Goal of the exercise:
Please repeat every record below exactly as written, but leave out the pictures.

Data shown:
----------

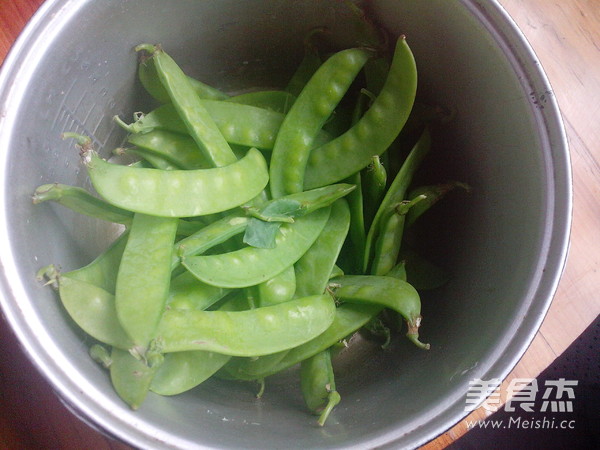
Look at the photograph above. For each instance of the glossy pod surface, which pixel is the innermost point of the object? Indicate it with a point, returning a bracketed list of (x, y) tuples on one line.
[(74, 67)]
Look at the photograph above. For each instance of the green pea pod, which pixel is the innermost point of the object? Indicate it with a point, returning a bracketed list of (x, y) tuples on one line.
[(390, 237), (182, 371), (306, 117), (178, 193), (92, 309), (279, 289), (385, 291), (103, 270), (396, 193), (313, 268), (249, 266), (143, 279), (178, 149), (199, 123), (376, 129), (151, 82), (81, 201), (240, 124), (254, 332), (186, 292), (317, 383), (130, 377), (220, 230), (348, 319), (433, 193), (278, 101), (209, 236)]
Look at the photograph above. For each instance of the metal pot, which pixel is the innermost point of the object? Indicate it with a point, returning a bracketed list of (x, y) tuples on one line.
[(73, 68)]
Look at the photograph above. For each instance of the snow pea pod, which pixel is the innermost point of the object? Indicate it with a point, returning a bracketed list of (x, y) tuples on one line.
[(151, 82), (81, 201), (178, 149), (198, 121), (396, 192), (240, 124), (102, 271), (91, 307), (143, 279), (313, 268), (376, 129), (278, 289), (130, 377), (278, 101), (306, 117), (317, 383), (178, 193), (390, 237), (186, 292), (182, 371), (249, 266), (259, 331), (385, 291), (209, 236)]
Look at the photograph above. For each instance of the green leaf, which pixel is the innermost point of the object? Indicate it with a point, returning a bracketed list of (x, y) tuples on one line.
[(261, 234)]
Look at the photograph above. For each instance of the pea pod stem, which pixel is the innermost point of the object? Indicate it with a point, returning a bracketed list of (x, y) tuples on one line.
[(386, 291), (396, 193)]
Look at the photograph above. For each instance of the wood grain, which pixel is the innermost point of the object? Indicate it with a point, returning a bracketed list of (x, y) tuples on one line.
[(566, 38)]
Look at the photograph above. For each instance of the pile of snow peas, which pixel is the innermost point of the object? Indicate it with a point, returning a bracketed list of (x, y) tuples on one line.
[(260, 230)]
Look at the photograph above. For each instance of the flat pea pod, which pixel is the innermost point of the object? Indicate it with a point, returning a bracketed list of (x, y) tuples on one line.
[(81, 201), (396, 192), (151, 82), (182, 371), (317, 384), (278, 289), (249, 266), (376, 129), (91, 308), (278, 101), (239, 124), (187, 292), (222, 229), (348, 319), (306, 117), (130, 377), (178, 193), (253, 332), (103, 270), (209, 236), (178, 149), (385, 291), (198, 121), (313, 268), (143, 280)]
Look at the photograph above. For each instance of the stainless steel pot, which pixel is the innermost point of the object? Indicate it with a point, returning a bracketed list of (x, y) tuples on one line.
[(73, 68)]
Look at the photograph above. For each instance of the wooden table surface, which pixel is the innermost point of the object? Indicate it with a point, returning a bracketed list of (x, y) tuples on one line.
[(566, 38)]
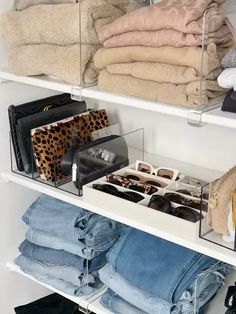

----------

Exercise solution:
Look at the photograph above. For each instance of the glossy pod surface, which pixel is the innermost point of the object? Indicate it with a point, returning a bracketed list of (x, y) tuples on one line.
[(74, 67)]
Look at the photograph above. For each instance of the green pea pod, which pixel is the innermost point of the object? Indicate it with a point, returning a bracketed list of (x, y) tuples on one line.
[(390, 237), (182, 371), (306, 117), (178, 193), (92, 309), (279, 289), (385, 291), (103, 270), (396, 193), (313, 268), (249, 266), (143, 279), (178, 149), (199, 123), (376, 129), (151, 82), (81, 201), (240, 124), (254, 332), (186, 292), (317, 383), (130, 377), (220, 230), (348, 319), (433, 193), (278, 101), (209, 236)]
Look at the photograph above. For each instance of the metal pot, which pixel is the innermost point of the object? Indicate it with a point, returning a bracketed list of (x, y) tuples on one line.
[(73, 68)]
Look at the photograph above. For each instance of the snow pea pod, which pixel is the innermost point of the object? Indicate it with a point, returning a bracketed list of (x, y) tuples on one line.
[(151, 82), (81, 201), (178, 149), (198, 121), (396, 192), (240, 124), (102, 271), (91, 307), (143, 279), (313, 268), (376, 129), (278, 289), (130, 377), (278, 101), (306, 117), (317, 383), (178, 193), (390, 237), (186, 292), (182, 371), (249, 266), (259, 331), (385, 291), (209, 236)]
Look at the photograph above. For each instance of the green leaf, which pixel is the innermost point of the object? Indicate it with a point, returning a bracketed list of (x, y) tuples on one line.
[(261, 234)]
Look at the photograph above. For each instance of the pea pod stem, which pixel is the innermost point of the object? Indicate it with a point, returning a bracketed list of (x, y) tuples on one line.
[(386, 291), (396, 193)]
Look at the photograph above. For each instance of the wood grain, which pixel is the innermost point of the object? Indicate it with a point, returning a bracketed list of (x, y) tuples on one line.
[(566, 38)]
Look at the photograph above. For each instance of the pile of snow peas, which pixel is the innermost point of the object? Indicate it with a point, returning a bracketed list of (x, y) tuples on one line.
[(260, 230)]
Look at the photograph above. For each instance of the flat pea pod, which pixel is the innermost point of the object? Indicate it with a point, returning a bracketed list of (x, y) tuples on one line.
[(81, 201), (396, 192), (151, 82), (182, 371), (317, 384), (278, 289), (249, 266), (376, 129), (91, 308), (278, 101), (239, 124), (187, 292), (222, 229), (348, 319), (306, 117), (130, 377), (178, 193), (253, 332), (103, 270), (209, 236), (178, 149), (385, 291), (198, 121), (313, 268), (143, 280)]
Look at the photograph above. For each instance of the stainless steel pot, which pixel is the innermost point of the object? Indicate it with a point, returning a bracketed list of (x, y) tuples on one line.
[(73, 68)]
Look at the photograph above. For each instance of the wooden table surface, which pixel is the innermost point of the object? Indicate it with a point, returning a bracketed list of (x, y) tuples on one line.
[(566, 38)]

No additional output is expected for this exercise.